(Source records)
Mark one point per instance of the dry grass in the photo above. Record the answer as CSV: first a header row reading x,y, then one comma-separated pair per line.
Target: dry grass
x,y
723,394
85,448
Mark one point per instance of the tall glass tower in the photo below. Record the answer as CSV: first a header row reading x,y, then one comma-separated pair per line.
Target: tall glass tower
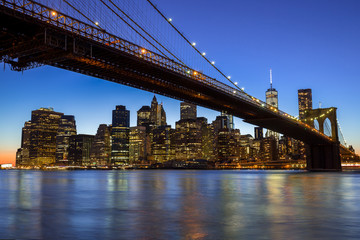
x,y
272,94
120,136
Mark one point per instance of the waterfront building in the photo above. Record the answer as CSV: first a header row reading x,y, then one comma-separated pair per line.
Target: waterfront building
x,y
161,148
269,149
23,153
101,147
187,111
139,144
272,99
157,114
120,136
79,150
67,128
189,138
43,132
143,117
259,133
304,101
230,119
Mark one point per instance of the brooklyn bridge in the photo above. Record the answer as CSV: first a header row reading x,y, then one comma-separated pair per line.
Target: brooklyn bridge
x,y
76,37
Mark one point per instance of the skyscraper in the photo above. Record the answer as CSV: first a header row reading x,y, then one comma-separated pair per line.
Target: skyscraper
x,y
272,100
187,111
230,119
258,133
79,150
272,94
157,114
304,100
67,128
101,147
44,128
143,117
161,147
22,156
139,144
120,135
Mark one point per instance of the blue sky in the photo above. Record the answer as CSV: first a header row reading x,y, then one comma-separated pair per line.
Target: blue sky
x,y
308,44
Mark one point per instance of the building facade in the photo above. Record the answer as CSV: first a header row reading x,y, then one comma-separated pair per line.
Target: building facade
x,y
80,149
120,136
304,100
67,128
43,131
187,111
101,147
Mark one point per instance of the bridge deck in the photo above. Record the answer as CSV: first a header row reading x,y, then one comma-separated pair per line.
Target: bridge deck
x,y
33,34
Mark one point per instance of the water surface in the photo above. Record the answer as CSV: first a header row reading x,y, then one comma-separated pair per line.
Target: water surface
x,y
179,204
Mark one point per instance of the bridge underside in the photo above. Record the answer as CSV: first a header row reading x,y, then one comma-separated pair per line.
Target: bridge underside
x,y
26,42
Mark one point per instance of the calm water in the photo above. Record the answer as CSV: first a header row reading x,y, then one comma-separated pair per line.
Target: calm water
x,y
170,204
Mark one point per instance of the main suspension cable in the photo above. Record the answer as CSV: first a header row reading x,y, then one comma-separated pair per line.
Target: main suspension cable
x,y
187,40
146,32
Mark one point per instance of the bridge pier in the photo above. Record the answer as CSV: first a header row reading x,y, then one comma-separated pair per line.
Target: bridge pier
x,y
323,157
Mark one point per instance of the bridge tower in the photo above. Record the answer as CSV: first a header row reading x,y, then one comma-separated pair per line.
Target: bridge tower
x,y
323,156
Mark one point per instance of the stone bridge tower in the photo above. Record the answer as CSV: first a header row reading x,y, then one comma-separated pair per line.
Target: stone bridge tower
x,y
323,156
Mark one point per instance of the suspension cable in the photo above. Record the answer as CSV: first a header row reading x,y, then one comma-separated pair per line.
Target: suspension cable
x,y
342,135
187,40
146,32
78,11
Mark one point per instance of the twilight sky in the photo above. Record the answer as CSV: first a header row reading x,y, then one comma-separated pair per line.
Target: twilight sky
x,y
308,44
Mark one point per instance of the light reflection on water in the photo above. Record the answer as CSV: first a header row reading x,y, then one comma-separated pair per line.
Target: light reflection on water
x,y
169,204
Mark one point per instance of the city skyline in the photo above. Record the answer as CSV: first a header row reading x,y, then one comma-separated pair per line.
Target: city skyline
x,y
62,94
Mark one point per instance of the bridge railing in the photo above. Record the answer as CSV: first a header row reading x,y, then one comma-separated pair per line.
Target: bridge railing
x,y
95,33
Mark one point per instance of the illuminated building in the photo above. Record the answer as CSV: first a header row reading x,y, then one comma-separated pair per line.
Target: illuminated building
x,y
230,119
161,147
219,123
139,144
157,114
22,155
120,136
143,117
187,111
79,150
101,147
271,94
272,99
192,139
269,149
44,128
305,103
304,100
259,133
67,128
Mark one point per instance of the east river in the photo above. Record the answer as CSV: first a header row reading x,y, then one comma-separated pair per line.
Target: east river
x,y
179,204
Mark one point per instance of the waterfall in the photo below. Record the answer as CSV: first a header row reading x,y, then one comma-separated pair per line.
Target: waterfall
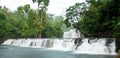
x,y
96,46
72,33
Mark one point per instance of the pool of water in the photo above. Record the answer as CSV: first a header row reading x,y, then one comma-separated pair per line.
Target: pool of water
x,y
20,52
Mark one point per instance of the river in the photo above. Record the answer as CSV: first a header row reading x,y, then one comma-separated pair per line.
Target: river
x,y
7,51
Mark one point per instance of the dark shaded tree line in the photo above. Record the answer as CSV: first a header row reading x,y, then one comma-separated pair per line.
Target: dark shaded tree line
x,y
29,23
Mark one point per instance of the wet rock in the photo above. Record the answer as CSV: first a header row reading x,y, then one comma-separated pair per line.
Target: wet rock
x,y
118,55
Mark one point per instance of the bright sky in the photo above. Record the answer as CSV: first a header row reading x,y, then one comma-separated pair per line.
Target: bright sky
x,y
56,7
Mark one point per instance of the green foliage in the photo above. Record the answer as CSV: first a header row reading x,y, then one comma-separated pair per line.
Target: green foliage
x,y
28,23
97,18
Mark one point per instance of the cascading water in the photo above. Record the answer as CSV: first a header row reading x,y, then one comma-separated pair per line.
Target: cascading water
x,y
72,33
86,46
96,46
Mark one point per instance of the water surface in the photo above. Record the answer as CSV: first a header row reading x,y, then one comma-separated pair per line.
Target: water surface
x,y
20,52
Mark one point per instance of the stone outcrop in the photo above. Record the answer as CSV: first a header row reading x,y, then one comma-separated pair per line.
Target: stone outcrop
x,y
118,55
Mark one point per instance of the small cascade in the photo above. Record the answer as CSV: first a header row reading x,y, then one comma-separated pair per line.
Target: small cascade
x,y
72,33
95,46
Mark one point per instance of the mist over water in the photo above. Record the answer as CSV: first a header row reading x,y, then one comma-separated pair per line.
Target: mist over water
x,y
22,52
96,46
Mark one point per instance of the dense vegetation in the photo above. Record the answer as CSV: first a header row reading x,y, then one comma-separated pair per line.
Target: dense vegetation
x,y
95,18
30,23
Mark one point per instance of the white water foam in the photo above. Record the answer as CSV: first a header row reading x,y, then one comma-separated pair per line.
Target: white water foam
x,y
95,47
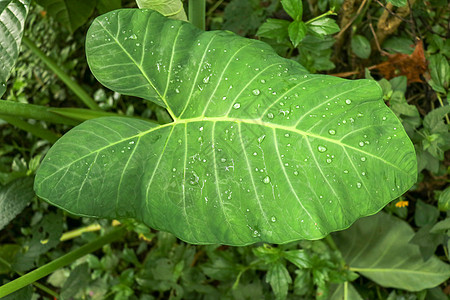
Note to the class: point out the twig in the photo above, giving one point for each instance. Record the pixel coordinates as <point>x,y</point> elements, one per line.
<point>375,38</point>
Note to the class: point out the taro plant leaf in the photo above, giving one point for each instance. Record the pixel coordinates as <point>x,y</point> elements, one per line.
<point>378,247</point>
<point>169,8</point>
<point>14,197</point>
<point>345,291</point>
<point>258,150</point>
<point>12,19</point>
<point>70,13</point>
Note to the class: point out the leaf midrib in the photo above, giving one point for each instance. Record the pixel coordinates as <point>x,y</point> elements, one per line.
<point>241,121</point>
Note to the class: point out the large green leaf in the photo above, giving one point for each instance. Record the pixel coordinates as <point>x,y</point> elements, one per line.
<point>12,18</point>
<point>379,248</point>
<point>169,8</point>
<point>259,150</point>
<point>14,197</point>
<point>70,13</point>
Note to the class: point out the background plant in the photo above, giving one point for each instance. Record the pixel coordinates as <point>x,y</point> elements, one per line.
<point>190,271</point>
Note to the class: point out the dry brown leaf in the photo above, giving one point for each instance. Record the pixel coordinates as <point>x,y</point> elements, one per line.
<point>411,66</point>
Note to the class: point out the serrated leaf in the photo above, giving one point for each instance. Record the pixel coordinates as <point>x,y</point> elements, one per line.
<point>297,31</point>
<point>12,18</point>
<point>274,29</point>
<point>259,149</point>
<point>169,8</point>
<point>323,26</point>
<point>69,13</point>
<point>294,8</point>
<point>378,247</point>
<point>14,197</point>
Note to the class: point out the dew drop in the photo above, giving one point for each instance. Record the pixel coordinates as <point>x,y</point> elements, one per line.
<point>261,139</point>
<point>256,92</point>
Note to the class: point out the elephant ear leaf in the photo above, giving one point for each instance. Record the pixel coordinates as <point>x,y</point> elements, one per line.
<point>258,150</point>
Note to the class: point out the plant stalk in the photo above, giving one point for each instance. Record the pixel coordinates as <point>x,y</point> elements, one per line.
<point>197,13</point>
<point>64,260</point>
<point>72,85</point>
<point>32,111</point>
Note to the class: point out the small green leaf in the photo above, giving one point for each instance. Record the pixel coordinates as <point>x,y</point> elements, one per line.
<point>398,3</point>
<point>345,291</point>
<point>77,282</point>
<point>294,8</point>
<point>274,29</point>
<point>425,214</point>
<point>440,73</point>
<point>12,18</point>
<point>360,46</point>
<point>298,258</point>
<point>378,247</point>
<point>169,8</point>
<point>70,14</point>
<point>14,197</point>
<point>323,26</point>
<point>297,31</point>
<point>444,200</point>
<point>279,279</point>
<point>441,226</point>
<point>105,6</point>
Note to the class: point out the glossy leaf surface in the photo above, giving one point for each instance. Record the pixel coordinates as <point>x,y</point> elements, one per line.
<point>259,149</point>
<point>378,247</point>
<point>12,18</point>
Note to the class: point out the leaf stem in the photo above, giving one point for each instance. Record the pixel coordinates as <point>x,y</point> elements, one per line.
<point>330,12</point>
<point>442,104</point>
<point>64,260</point>
<point>36,284</point>
<point>197,13</point>
<point>32,111</point>
<point>72,85</point>
<point>33,129</point>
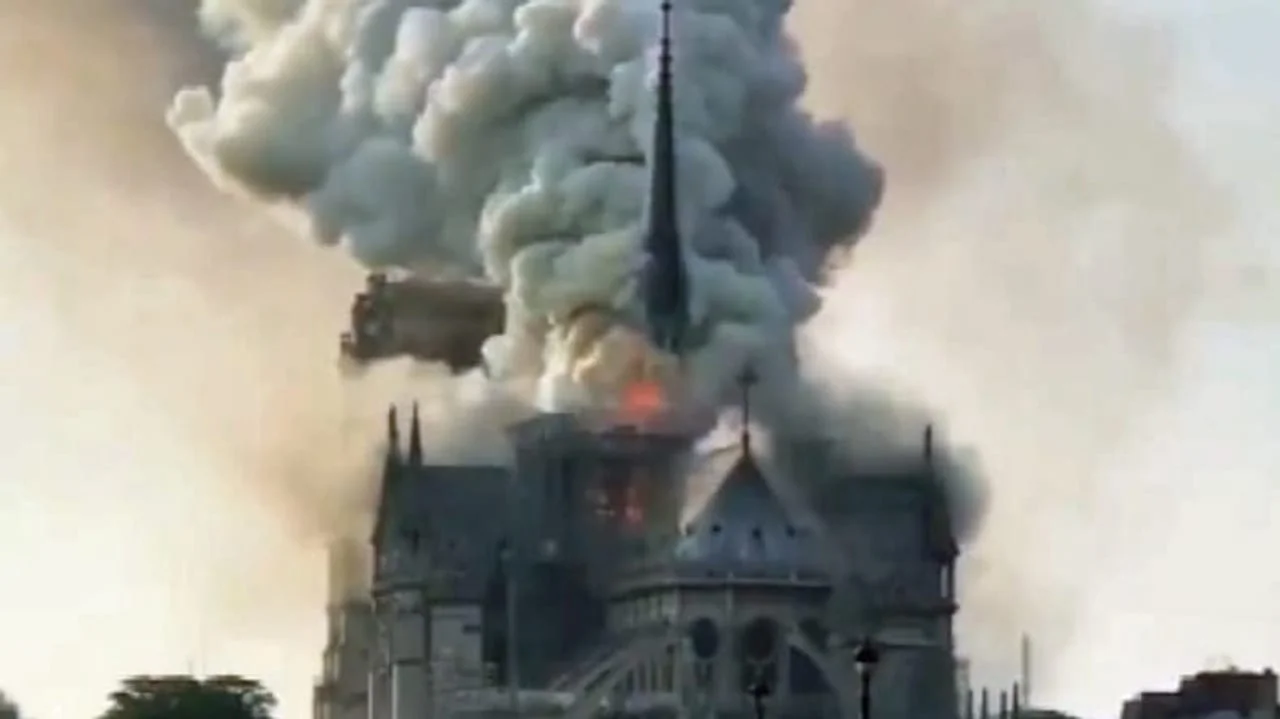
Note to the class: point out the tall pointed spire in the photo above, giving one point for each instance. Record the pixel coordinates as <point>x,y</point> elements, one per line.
<point>745,381</point>
<point>415,440</point>
<point>391,472</point>
<point>666,283</point>
<point>392,439</point>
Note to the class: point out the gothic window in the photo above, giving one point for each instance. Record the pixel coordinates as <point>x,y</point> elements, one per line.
<point>704,637</point>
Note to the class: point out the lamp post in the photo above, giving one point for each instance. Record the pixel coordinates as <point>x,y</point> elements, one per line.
<point>758,691</point>
<point>865,659</point>
<point>508,564</point>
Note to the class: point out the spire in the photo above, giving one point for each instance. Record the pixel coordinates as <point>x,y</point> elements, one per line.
<point>666,282</point>
<point>415,440</point>
<point>745,381</point>
<point>391,474</point>
<point>392,439</point>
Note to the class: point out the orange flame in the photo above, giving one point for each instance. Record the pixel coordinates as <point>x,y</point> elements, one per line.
<point>643,399</point>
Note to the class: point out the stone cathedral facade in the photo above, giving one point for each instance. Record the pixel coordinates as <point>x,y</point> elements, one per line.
<point>580,581</point>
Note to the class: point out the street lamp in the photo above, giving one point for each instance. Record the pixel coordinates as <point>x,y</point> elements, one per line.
<point>865,659</point>
<point>507,555</point>
<point>758,691</point>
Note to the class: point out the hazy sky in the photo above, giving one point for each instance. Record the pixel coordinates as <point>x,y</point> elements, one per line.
<point>117,516</point>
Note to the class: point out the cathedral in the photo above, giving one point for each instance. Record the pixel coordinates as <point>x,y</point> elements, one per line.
<point>583,580</point>
<point>615,568</point>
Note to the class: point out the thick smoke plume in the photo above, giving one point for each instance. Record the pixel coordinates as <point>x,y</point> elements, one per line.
<point>1047,338</point>
<point>506,140</point>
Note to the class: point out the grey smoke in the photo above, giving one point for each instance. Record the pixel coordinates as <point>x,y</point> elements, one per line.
<point>483,138</point>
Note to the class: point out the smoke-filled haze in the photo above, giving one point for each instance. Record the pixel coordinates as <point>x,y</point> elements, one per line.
<point>1042,270</point>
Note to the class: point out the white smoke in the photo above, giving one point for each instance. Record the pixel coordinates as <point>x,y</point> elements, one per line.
<point>503,140</point>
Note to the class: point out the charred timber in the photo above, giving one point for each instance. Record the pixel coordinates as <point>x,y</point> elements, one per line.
<point>428,320</point>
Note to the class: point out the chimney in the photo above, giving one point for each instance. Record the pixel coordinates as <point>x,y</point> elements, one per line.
<point>1025,662</point>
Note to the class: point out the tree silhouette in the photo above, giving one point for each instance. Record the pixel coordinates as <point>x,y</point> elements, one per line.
<point>188,697</point>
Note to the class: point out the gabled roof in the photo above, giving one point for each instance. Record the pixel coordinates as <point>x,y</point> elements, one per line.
<point>745,529</point>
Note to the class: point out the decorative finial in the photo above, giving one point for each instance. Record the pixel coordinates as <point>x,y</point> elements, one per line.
<point>392,431</point>
<point>415,440</point>
<point>745,381</point>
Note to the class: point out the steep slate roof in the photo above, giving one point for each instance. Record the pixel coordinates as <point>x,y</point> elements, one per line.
<point>745,529</point>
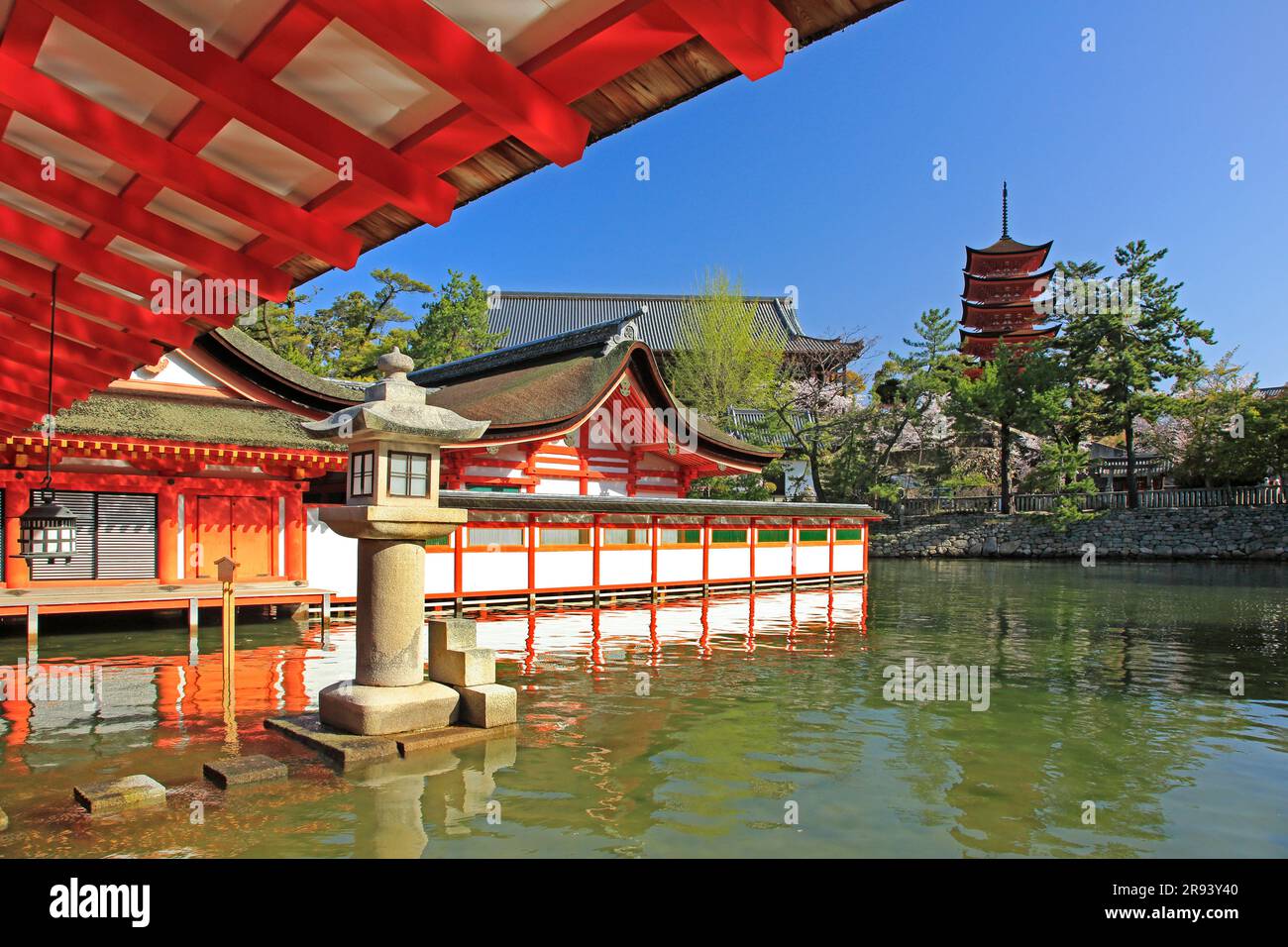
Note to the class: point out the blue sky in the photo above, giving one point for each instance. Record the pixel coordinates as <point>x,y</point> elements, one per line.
<point>819,176</point>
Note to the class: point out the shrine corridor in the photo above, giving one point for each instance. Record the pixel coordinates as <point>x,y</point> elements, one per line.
<point>690,729</point>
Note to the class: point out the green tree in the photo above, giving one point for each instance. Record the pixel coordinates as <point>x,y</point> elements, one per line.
<point>1267,434</point>
<point>1008,392</point>
<point>1129,351</point>
<point>1205,428</point>
<point>722,360</point>
<point>455,324</point>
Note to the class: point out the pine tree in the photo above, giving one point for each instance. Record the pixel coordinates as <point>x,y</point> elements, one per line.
<point>722,360</point>
<point>1128,352</point>
<point>455,324</point>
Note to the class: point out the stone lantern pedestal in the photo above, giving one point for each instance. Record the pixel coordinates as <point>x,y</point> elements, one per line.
<point>391,509</point>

▸ Description of the task
When you reach the line with "Mark one point per instance of the river" in the records above, start writing out lines exactly, and stop once the line with "Mark one point per instance of the green" has been written; include nothing else.

▸ Written response
Mark one point per instance of the river in the photo above. Record the answer as CSV: first a header row reading x,y, then one comma-separated pair per line.
Target: river
x,y
7,51
Mark one point per instance of the dark shaded tree line in the photo above. Record the answer as CSV: first a header row reading x,y, then one comma-separated pair per line.
Target: dark shaded tree line
x,y
29,23
Mark one point per instance of the wet rock in the photo above. Record the answer as CSV: first a header row reading x,y, then one comma-separated pair per line.
Target: wet rock
x,y
118,55
Mark one point per instance of the bright sky in the photo above. Record the answer as CSV: first a header row reading x,y, then one comma-separated pair per line.
Target: bright sky
x,y
56,7
Mark one point per instance of the green foliage in the photo above. Record the answer as CSV: first a header row reading x,y, then one comma-separated pair per line.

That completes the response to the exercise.